Records excerpted from a collection

Start of Block

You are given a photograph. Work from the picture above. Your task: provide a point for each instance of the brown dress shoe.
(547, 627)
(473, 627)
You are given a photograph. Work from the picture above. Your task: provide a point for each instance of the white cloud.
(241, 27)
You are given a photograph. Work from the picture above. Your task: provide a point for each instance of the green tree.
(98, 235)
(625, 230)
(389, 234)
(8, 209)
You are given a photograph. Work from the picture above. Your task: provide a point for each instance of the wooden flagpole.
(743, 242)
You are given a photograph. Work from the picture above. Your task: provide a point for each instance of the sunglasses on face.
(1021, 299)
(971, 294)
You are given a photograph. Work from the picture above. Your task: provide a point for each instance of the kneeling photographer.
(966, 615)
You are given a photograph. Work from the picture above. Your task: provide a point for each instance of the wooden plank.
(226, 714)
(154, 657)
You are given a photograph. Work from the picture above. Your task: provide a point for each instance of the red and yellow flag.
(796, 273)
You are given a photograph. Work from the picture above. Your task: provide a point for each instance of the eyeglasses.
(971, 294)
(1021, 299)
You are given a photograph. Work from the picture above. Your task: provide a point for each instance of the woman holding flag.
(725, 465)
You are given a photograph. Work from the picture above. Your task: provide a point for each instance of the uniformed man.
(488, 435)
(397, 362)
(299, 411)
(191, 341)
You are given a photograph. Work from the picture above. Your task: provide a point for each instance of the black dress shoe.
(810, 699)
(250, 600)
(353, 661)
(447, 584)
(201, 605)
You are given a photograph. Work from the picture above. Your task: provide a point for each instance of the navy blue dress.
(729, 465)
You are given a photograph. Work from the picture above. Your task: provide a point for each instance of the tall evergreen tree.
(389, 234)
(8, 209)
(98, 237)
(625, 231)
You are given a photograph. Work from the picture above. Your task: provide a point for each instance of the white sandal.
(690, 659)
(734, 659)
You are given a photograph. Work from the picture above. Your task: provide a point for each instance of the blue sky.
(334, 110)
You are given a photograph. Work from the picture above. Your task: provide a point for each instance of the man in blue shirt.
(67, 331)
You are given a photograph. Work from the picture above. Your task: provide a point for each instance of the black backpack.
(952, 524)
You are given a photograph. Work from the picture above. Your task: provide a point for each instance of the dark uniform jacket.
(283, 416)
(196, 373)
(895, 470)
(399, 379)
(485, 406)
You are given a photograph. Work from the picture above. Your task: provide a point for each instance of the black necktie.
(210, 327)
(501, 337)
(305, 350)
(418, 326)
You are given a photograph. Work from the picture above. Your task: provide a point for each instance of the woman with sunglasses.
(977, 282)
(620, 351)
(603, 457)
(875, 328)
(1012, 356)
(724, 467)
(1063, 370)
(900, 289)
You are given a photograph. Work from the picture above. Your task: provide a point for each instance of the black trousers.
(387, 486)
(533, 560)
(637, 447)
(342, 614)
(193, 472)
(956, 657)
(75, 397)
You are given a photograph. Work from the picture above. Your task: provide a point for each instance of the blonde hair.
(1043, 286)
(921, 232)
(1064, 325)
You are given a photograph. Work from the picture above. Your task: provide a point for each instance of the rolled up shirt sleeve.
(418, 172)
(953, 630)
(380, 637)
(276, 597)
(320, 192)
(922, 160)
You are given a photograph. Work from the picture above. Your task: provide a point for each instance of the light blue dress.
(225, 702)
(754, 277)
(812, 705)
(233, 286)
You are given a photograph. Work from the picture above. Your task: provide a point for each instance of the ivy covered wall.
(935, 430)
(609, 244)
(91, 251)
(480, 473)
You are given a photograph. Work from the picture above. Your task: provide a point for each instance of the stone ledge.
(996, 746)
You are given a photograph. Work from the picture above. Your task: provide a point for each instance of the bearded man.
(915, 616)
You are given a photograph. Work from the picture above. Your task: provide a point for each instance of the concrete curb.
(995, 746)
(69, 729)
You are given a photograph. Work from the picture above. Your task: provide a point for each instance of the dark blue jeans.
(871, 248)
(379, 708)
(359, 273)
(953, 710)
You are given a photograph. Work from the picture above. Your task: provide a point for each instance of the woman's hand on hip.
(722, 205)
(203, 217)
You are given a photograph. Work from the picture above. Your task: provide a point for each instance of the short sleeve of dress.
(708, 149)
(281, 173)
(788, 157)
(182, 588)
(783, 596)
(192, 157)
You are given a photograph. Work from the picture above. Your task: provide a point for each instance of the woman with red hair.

End of Block

» **PROBLEM DETAILS**
Nothing but the lines from the one with "ivy covered wall." through the last line of the data should appear; print them exactly.

» **OUTPUT FOR THIS EXERCISE**
You are given a photograph. Work from the picture above. Your task: provide a point for each instance of the ivy covered wall.
(935, 430)
(609, 244)
(91, 251)
(480, 473)
You are given a photograph. Work from the picture above. Your task: provide a point for each instance of the stone ledge.
(996, 746)
You are given a photograph. Work from the picture above. Your task: provide a point for each instance of the bearded man.
(915, 616)
You are given a photograph. Work from the picture above. Your task: provide a point for each instance of the concrete curb.
(995, 746)
(69, 729)
You are given a photograph. Work from the picture above. Your task: provide a point for each instance of the dark blue jeans.
(871, 248)
(379, 708)
(359, 273)
(953, 710)
You are given a photograph. Work from the picture above. Your task: provide a point for each instance of the woman's hand on hip.
(722, 205)
(203, 217)
You are given a photograph. Work from the picture above. Your task: provide a point for each instance of the short sleeve of dress.
(708, 149)
(281, 173)
(788, 157)
(182, 588)
(783, 596)
(192, 157)
You are given a photograph. Work from the picture above. Your task: provide a point for each instance of the woman with red hair.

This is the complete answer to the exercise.